Foto: Larissa Zaidan/VICE.

Já a segunda etapa, em 2017, foi da implementação da compra e da venda em certas farmácias, um modelo único no mundo. Em nenhum outro lugar onde a maconha é legalizada o Estado se encarrega de todos os estágios do processo, desde o desenvolvimento genético, comprado de uma empresa da Espanha, o cultivo em bunkers protegidos pelo exército para evitar roubos, até a distribuição nas farmácias, onde o produto chega nas mãos do consumidor final.

A maconha estatal do Uruguai vem em duas variedades com diferentes concentrações. A Alfa I é uma variedade híbrida de predominância índica, com 2% de THC e 7% de CBD, enquanto a Beta I, com 2% de THC e 6% de CBD, é uma variedade com predominância sativa. Em meados de outubro de 2017 também foram disponibilizados os tipos Alfa II e Beta II, que são da mesma variedade das outras, mas colhidas em condições diferentes – de forma que a concentração de THC, responsável pelos efeitos psicoativos, seja mais alta. Um grama da droga na farmácia custa cerca de U$S 1,30 (por volta de R$ 4,00), um preço extremamente acessível e que competia com o antigo preço do narcotráfico. Hoje é possível comprar até 10g por semana e o controle é feito a partir das digitais dos usuários.

Mesmo com uma legislação ampla que garante um acesso fácil à droga, não foi fácil encontrar usuários que contam com a farmácia como fonte primária de maconha durante a Expocannabis Uruguay, que aconteceu nos dias 8, 9 e 10 de dezembro. A cannabis da farmácia é tida pelos usuários mais como uma medida emergencial – para quando faltam plantas melhores dos cultivos próprios.

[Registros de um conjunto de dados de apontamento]
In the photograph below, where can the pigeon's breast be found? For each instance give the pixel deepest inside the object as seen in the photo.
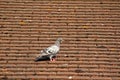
(54, 49)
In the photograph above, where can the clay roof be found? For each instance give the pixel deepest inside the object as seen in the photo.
(90, 28)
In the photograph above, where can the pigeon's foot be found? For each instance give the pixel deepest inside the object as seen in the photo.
(53, 59)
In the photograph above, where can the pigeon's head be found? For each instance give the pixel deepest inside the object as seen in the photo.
(60, 40)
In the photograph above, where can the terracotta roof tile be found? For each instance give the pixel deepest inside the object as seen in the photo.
(90, 30)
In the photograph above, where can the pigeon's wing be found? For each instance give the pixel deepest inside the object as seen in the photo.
(52, 50)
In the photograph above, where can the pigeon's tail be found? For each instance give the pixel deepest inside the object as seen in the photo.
(42, 58)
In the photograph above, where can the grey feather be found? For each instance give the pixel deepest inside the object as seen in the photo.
(51, 51)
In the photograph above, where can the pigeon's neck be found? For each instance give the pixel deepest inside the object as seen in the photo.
(57, 43)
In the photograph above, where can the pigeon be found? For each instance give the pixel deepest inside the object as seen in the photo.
(50, 52)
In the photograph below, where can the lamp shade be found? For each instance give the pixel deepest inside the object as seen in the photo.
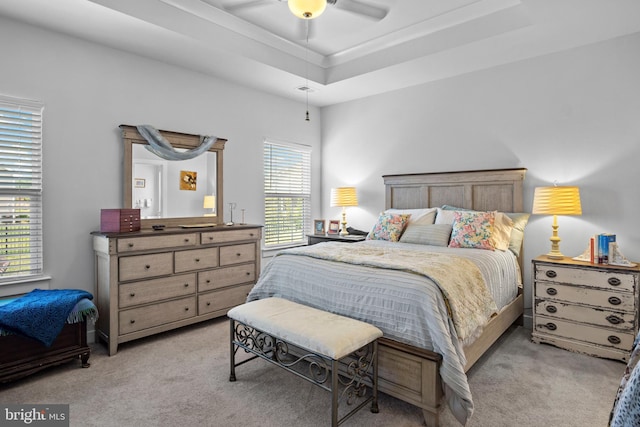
(307, 9)
(209, 202)
(344, 196)
(557, 201)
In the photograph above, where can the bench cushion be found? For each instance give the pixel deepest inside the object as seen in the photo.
(322, 332)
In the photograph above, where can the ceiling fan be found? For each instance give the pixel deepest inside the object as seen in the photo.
(310, 9)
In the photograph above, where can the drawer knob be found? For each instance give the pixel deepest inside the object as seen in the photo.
(614, 320)
(614, 301)
(614, 281)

**Tarefas a fazer**
**A.** Segundo o trecho sobre a maconha no Uruguai, qual é a quantidade máxima que se pode comprar por semana?
**B.** Converta em uma lista JSON de strings, com uma string por linha e sem as linhas em branco, o trecho dos registros que vai da linha que contém "In the photograph above, where can the bench" até o fim dos registros.

**Soluções das tarefas**
**A.** Até 10 g por semana.

**B.**
[
  "In the photograph above, where can the bench cushion be found? For each instance give the pixel deepest inside the object as seen in the photo.",
  "(322, 332)",
  "In the photograph above, where can the ceiling fan be found? For each instance give the pixel deepest inside the object as seen in the photo.",
  "(310, 9)",
  "In the photograph above, where can the drawer knob be found? For each instance give the pixel deepest inside the object as seen in the photo.",
  "(614, 320)",
  "(614, 301)",
  "(614, 281)"
]